Problem description => Write out every row below word for word, without changing anything.

Excerpted records =>
* BEGIN *
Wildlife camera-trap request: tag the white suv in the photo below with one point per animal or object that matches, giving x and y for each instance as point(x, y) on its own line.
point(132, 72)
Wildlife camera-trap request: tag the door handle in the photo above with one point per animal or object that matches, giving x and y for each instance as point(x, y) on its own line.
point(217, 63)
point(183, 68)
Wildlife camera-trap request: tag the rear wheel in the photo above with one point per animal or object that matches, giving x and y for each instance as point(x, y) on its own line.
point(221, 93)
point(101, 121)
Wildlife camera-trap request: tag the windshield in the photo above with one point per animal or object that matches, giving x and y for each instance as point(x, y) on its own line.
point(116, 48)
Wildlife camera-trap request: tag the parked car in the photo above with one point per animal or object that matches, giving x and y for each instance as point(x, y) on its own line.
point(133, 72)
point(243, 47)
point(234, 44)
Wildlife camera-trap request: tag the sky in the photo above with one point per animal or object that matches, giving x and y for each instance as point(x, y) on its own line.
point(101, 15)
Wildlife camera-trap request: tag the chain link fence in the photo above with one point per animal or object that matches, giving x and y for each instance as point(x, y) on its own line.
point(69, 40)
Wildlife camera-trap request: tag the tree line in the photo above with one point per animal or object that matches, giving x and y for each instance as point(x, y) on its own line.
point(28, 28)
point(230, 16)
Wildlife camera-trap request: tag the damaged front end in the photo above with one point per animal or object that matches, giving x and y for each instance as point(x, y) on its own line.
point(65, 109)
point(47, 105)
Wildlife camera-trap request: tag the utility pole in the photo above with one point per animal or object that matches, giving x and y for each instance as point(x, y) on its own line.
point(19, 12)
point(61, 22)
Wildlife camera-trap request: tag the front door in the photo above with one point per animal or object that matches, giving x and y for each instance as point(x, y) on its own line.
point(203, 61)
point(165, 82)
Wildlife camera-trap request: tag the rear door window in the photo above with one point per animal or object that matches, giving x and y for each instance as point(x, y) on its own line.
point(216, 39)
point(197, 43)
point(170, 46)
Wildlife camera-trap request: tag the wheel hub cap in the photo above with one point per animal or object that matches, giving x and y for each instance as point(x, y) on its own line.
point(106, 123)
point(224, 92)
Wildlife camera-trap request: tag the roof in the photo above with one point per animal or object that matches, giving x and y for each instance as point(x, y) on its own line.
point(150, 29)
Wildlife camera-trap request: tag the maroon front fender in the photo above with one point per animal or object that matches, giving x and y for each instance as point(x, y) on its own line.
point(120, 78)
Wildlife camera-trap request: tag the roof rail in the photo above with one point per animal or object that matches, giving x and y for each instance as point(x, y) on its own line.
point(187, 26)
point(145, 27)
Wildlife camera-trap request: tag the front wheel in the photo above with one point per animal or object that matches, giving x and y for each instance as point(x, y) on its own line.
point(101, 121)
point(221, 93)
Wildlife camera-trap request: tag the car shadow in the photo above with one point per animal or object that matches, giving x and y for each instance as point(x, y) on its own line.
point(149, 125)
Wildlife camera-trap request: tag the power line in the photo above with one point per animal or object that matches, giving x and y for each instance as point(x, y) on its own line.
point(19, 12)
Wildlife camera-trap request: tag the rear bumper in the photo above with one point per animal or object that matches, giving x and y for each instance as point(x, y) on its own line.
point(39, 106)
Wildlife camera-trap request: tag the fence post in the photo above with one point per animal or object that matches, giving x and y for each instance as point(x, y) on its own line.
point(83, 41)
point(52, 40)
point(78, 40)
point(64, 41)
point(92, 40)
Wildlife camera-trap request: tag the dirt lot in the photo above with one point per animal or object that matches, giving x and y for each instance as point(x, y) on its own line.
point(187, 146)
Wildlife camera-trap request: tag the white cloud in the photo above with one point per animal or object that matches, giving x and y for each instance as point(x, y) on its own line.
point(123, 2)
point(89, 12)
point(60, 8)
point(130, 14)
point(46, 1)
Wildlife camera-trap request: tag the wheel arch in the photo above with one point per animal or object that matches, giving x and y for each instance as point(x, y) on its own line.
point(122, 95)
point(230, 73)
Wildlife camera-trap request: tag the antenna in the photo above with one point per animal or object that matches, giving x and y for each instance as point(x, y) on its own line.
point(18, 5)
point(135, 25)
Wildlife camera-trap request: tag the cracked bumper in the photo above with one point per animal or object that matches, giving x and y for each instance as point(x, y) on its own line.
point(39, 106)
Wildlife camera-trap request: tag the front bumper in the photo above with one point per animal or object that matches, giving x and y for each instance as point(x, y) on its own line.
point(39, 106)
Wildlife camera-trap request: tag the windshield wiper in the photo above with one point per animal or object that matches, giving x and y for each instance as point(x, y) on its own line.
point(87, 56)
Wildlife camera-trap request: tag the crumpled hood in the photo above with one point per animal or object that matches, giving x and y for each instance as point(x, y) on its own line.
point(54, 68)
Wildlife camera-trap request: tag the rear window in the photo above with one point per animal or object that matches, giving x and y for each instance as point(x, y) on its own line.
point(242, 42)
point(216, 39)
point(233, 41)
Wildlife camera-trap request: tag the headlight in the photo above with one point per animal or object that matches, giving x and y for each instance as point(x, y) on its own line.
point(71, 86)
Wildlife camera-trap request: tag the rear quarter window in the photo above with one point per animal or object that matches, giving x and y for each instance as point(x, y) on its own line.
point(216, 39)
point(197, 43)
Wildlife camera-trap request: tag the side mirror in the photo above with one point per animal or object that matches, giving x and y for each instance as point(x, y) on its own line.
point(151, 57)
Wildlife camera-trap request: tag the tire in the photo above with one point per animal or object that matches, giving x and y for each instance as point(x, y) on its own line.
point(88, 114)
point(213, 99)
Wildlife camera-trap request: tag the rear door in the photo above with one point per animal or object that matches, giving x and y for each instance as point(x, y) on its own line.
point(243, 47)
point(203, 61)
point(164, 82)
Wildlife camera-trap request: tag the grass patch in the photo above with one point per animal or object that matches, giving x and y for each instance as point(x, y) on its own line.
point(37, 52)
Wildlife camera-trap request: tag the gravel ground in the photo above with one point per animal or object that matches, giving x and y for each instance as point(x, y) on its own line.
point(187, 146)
* END *
Task result =>
Wildlife camera-trap request: tag the white suv in the photo below with one point per animal or object that matches, giving x and y for each instance as point(x, y) on its own line.
point(132, 72)
Wildlife camera-trap request: tag the door handle in the photo above with one point per animal or object that matches, giving x and y for each instance as point(x, y) on its own line.
point(217, 63)
point(183, 68)
Wildlife camera-trap request: tag the rear wheel in the photo above with one point per animal or object that matches, giving x and y for each instance as point(x, y) on its own line.
point(221, 93)
point(101, 121)
Wildlife camera-trap request: tag the windshield in the photo above with one point per animal or object that matches, giving x and y for each instance as point(x, y) on its own line.
point(116, 48)
Wildlife camera-trap request: tag the parked car in the photo above with one point per animal or object that matches, giving x and y for each instance as point(x, y) on its own line.
point(133, 72)
point(243, 47)
point(234, 44)
Wildlife camera-trap request: tag the sky in the photo above with one point per animal or object that matches, giving x and y for each instance as point(x, y) on its own line.
point(101, 15)
Wildlife camera-trap request: tag the chain link fence in the photo above with one point per animal or object that matches, giving x and y for each instance as point(x, y) on its own line.
point(69, 40)
Wildlife camera-trap request: tag the tree line in the photo above with one point per animal or object that matches, giving x and y for each instance as point(x, y) on its own line.
point(28, 28)
point(230, 16)
Wildlife camera-trap request: tag the damaged front end in the photo above with one point per animal or object that matches, giving x and y for each instance as point(x, y) on its own line.
point(65, 109)
point(47, 105)
Wildlife camera-trap request: tag the utility pole in the photo above with one point per animal or object that matches, giving x and y for each instance as point(x, y) on its own line.
point(19, 12)
point(61, 22)
Wildlife camera-trap request: tag the front door in the photo above with one point per animal or object that matches, giving x and y for each instance as point(x, y) on its own line.
point(203, 61)
point(165, 82)
Wildlife camera-trap request: tag the rear door window in the photo above with one point per animal or object that matches, giving x and y for each instance as point(x, y) on its own line.
point(216, 39)
point(197, 43)
point(170, 46)
Wildlife camera-trap request: tag the wheel hub cap in the photo above with one point per animal or object that matches, giving x and y for each instance as point(x, y) on its own line.
point(106, 123)
point(224, 92)
Wildlife camera-trap request: tag the roof in the photo above with one point per animal or object that matches, giving x and y for each instance as point(x, y) on its own line.
point(150, 29)
Wildlife camera-trap request: tag the maroon front fender in the photo above with one point per animal or object that matches, giving x and y for each instance as point(x, y) on its own line.
point(120, 78)
Wildlife camera-trap request: tag the roof rail in the photo above with one point per animal or object that matches, giving x and y for each instance as point(x, y) on its own line.
point(187, 26)
point(145, 27)
Wildlife camera-trap request: tag the front wheel in the photo above with one point per animal or object that matches, giving x and y for each instance as point(x, y) on its own line.
point(101, 121)
point(221, 93)
Wildlife camera-trap request: tag the car shadow in the photo above with one point per animal or object that matches, giving x and y for each instance as point(x, y) on its own line.
point(149, 125)
Wildlife camera-trap request: tag the power line in the photo above with one point per animal or object that matches, giving x and y for each instance as point(x, y) on its own line.
point(19, 12)
Wildlife camera-trap request: tag the rear bumper in the photo above with one point per animal or object that matches, giving x and y for each instance as point(x, y) on its own line.
point(39, 106)
Wildlife camera-trap request: tag the fence post in the photo above with one point per animal or object that matches, giving x and y for each instance as point(x, y) on its own line.
point(83, 41)
point(52, 40)
point(78, 40)
point(64, 41)
point(92, 40)
Wildlife camera-trap request: tag the dirt lot in the photo above with one point per animal or object that matches, giving x and y for each instance as point(x, y) on its own line.
point(187, 146)
Wildlife camera-trap request: tag the white cloud in the photo above with one point per animal or object that matches, giving x and y for each instance as point(x, y) on its own line.
point(123, 2)
point(89, 12)
point(60, 8)
point(130, 14)
point(46, 1)
Wildlife camera-trap request: tag the wheel arch in the photo above with one point per animal or object that matches, giving x and y for each instance as point(x, y) on its own line.
point(122, 95)
point(230, 73)
Wildlife camera-trap request: tag the antenna in the photo above with one point per animal or object that matches, giving x and y for each instance as point(x, y) on its own line.
point(18, 5)
point(135, 25)
Wildlife camera-trap request: tag the cracked bumper in the photo above with one point per animal or object that matches, giving x and y for each instance as point(x, y) on its own line.
point(39, 106)
Wildlife camera-trap request: tag the front bumper in the photo above with one point per animal or object that matches, giving x and y for each instance as point(x, y) on its own line.
point(39, 106)
Wildlife camera-trap request: tag the windshield wiper in the photo above with one point per animal or object that matches, giving x and y for each instance as point(x, y) on its own line.
point(87, 56)
Wildlife camera-trap request: tag the crumpled hood in the photo above with one point per animal or object that matches, giving x and y for each instance as point(x, y) on its own line.
point(54, 68)
Wildlife camera-trap request: tag the rear window in the photo above with one point per animal or object that matches, giving x and y for each instance as point(x, y) on its own line.
point(242, 42)
point(216, 39)
point(233, 41)
Wildlife camera-trap request: tag the headlight in the photo above with one point per animal or object that matches, giving x and y for each instance as point(x, y) on its own line.
point(71, 86)
Wildlife camera-trap request: tag the rear quarter window in the photo above with one point per animal or object that matches, giving x and y for each instance as point(x, y) on its own line.
point(216, 39)
point(197, 43)
Wildlife camera-trap request: tag the side mirror in the photo above with one point per animal or object that matches, giving x and y for each instance as point(x, y) on its own line.
point(151, 57)
Wildlife camera-trap request: tag the tire in the photo above with one point per animal or object that matches, giving x and y for each instance as point(x, y) on its own line.
point(88, 114)
point(213, 99)
Wildlife camera-trap request: tag the rear door in the photo above with one point per animal or object that matches, giving x and y for each instance as point(x, y) on its own line.
point(243, 47)
point(203, 61)
point(164, 82)
Wildlife camera-trap request: tag the grass patch in the photo above with one point per animal or object that matches, giving x and y for each instance as point(x, y) on its own line.
point(37, 52)
Wildlife camera-trap request: tag the gravel ground in the photo above with one point per animal or object that matches, giving x and y for each instance as point(x, y) on its own line.
point(187, 146)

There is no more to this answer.